**Work instructions**: Can you reproduce all of the data below line for line, without altering a single character?

**Records supplied**:
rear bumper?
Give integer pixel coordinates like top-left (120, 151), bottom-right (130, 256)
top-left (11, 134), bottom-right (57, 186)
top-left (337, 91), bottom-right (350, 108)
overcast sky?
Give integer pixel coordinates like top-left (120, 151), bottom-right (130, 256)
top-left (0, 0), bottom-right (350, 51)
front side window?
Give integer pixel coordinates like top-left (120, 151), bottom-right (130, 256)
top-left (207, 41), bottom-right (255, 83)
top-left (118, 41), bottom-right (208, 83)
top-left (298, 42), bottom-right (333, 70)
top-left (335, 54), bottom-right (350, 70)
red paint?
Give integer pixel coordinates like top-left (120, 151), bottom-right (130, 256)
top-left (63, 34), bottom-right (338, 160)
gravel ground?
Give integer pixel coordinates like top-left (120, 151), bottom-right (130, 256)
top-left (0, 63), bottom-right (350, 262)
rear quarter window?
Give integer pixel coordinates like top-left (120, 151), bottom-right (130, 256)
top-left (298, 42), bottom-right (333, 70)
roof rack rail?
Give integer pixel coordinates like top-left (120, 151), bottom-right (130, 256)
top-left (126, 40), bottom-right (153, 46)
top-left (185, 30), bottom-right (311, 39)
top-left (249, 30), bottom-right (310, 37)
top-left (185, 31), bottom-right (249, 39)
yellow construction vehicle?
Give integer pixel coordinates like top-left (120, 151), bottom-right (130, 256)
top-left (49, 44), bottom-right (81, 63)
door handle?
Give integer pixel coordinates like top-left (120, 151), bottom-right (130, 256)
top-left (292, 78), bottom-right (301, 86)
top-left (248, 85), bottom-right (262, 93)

**Complete output**:
rear bumper?
Give integer pixel coordinates like top-left (120, 151), bottom-right (130, 256)
top-left (11, 134), bottom-right (57, 186)
top-left (337, 91), bottom-right (350, 108)
overcast sky?
Give integer pixel coordinates like top-left (120, 151), bottom-right (130, 256)
top-left (0, 0), bottom-right (350, 51)
front side window?
Give integer pixel coordinates like top-left (120, 151), bottom-right (130, 256)
top-left (207, 41), bottom-right (255, 83)
top-left (118, 41), bottom-right (208, 83)
top-left (298, 42), bottom-right (333, 70)
top-left (335, 54), bottom-right (350, 70)
red paint?
Give integer pixel coordinates like top-left (120, 151), bottom-right (130, 256)
top-left (63, 34), bottom-right (338, 160)
gravel ground?
Give integer pixel coordinates like top-left (120, 151), bottom-right (130, 256)
top-left (0, 63), bottom-right (350, 262)
rear quarter window?
Give integer pixel coordinates like top-left (120, 151), bottom-right (130, 256)
top-left (298, 42), bottom-right (333, 70)
roof rack rail?
Give integer pixel coordinates like top-left (120, 151), bottom-right (130, 256)
top-left (126, 40), bottom-right (153, 46)
top-left (185, 30), bottom-right (311, 39)
top-left (249, 30), bottom-right (310, 37)
top-left (185, 31), bottom-right (249, 39)
yellow construction vehicle?
Give integer pixel coordinates like top-left (120, 151), bottom-right (130, 256)
top-left (49, 44), bottom-right (81, 63)
door handle?
Give integer pixel coordinates like top-left (120, 151), bottom-right (130, 256)
top-left (292, 78), bottom-right (301, 86)
top-left (248, 85), bottom-right (262, 93)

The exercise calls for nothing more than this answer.